── Entries ──
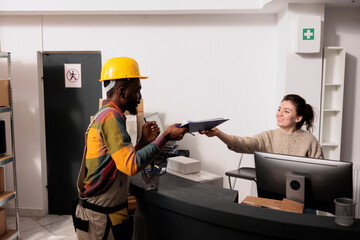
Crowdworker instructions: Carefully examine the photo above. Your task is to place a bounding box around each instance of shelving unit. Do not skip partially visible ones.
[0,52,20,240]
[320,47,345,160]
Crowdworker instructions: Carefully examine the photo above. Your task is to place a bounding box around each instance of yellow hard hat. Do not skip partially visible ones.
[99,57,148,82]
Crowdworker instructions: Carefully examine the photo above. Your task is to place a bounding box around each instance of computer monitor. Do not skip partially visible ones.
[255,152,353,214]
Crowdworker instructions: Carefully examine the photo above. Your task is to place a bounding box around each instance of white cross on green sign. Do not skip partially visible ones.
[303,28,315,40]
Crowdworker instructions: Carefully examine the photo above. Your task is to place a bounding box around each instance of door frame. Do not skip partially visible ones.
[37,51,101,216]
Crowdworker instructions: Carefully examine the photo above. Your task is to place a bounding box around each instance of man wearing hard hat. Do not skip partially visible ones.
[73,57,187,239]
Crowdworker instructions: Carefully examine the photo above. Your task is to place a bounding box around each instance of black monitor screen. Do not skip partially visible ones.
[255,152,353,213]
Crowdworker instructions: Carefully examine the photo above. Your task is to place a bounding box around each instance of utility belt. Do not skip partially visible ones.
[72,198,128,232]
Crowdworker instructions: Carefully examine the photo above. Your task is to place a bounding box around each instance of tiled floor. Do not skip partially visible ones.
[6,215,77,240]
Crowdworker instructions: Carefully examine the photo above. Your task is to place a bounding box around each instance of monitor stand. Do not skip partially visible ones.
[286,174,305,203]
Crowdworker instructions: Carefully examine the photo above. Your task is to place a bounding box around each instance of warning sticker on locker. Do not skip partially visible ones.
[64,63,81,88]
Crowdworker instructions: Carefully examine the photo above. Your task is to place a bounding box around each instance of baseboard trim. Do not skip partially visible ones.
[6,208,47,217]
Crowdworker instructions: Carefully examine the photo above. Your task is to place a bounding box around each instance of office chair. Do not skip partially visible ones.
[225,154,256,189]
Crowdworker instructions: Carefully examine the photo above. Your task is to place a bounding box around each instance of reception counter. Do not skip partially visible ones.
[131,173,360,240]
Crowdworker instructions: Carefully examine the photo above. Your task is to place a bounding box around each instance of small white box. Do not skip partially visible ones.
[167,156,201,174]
───
Work to be completed: Copy out, unchanged, every line of the records above from the one that contains "monitor. Do not skip partially visible ones." through the one that contains "[72,198,128,232]", including both of those lines.

Response to the task:
Crowdworker instructions: Carefully examine the photo above. Your task is to place a bounding box around each instance of computer monitor. Do not skip partially visible ones.
[255,152,353,214]
Crowdworker instructions: Carefully examine the photo above. Your task is to place a bounding box around each instance of white cross on green sign. Do not skip partially visible ones.
[303,28,315,40]
Crowdworker instructions: Carefully examine the photo above. Your task is to place a bounding box around each instance of door frame. Do not skip partially visible ones.
[37,51,101,216]
Crowdworker instructions: Carefully examine the photo above. Your task is to place a bounding box around each instance of man wearing hard hat. Do not skip partially visible ones.
[73,57,187,239]
Crowdworker instructions: Carefully examine the photo above. Your task is to place a bounding box around each instance of black monitor screen. Do not skip partially visible ones.
[255,152,353,213]
Crowdworker instructions: Carefully examine the photo above. Your task is to place a bounding box around each instance of utility belt. Do not skip partially visible ones.
[72,198,128,232]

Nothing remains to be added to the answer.